(Dataset rows)
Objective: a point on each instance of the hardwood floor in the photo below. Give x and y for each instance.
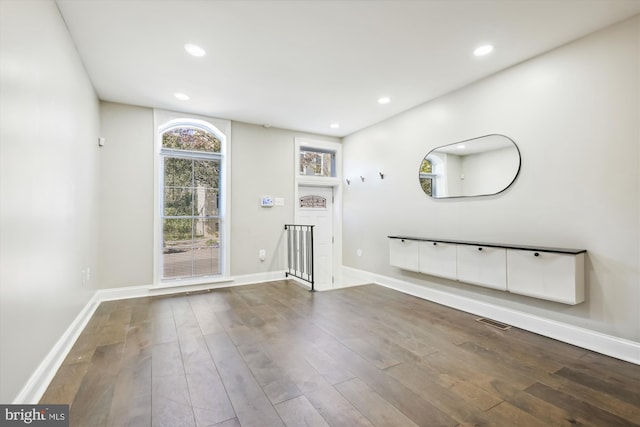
(275, 354)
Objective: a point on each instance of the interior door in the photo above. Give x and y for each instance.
(315, 207)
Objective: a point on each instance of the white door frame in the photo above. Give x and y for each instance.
(334, 182)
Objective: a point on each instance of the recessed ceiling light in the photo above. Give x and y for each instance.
(483, 50)
(194, 50)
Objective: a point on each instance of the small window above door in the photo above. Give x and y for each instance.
(317, 162)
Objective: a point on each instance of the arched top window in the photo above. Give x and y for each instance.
(191, 138)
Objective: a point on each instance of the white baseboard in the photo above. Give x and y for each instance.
(37, 384)
(165, 289)
(602, 343)
(609, 345)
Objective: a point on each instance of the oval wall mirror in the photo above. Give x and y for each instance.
(481, 166)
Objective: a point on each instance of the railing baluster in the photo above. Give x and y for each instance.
(300, 252)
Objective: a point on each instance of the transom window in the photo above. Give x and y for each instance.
(317, 162)
(427, 176)
(191, 162)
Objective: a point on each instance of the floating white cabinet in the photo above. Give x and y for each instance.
(482, 265)
(404, 253)
(553, 276)
(438, 259)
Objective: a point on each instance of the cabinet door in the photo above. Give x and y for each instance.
(552, 276)
(438, 259)
(403, 253)
(482, 265)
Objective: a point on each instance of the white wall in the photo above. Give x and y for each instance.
(126, 196)
(579, 102)
(489, 172)
(49, 128)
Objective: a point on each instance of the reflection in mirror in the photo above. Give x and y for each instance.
(480, 166)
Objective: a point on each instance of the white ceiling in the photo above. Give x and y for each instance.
(304, 64)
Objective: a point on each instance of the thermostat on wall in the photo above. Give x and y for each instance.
(266, 201)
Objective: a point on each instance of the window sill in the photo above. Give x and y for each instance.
(324, 181)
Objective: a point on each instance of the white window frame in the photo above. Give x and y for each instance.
(164, 120)
(323, 181)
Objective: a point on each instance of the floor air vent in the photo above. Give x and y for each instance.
(494, 323)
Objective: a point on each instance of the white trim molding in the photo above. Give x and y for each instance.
(37, 384)
(609, 345)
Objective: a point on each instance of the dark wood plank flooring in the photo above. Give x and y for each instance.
(274, 354)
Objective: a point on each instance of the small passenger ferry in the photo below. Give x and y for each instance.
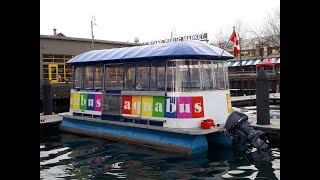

_Task goal_: Gather every line above that contains the word "door" and copy each such line in full.

_Task result_:
Objective: a point on each instance of the interior door in the photo above. Give x and y for each instance.
Objective: a point on each instance of the white door frame in the photo above. Give x and y for each instance.
Objective: a point on each instance of the small window above door in the photo above. Give x and y for each instance.
Objective: a point on each instance of the cabinet door in the photo above. Give x and y for each instance.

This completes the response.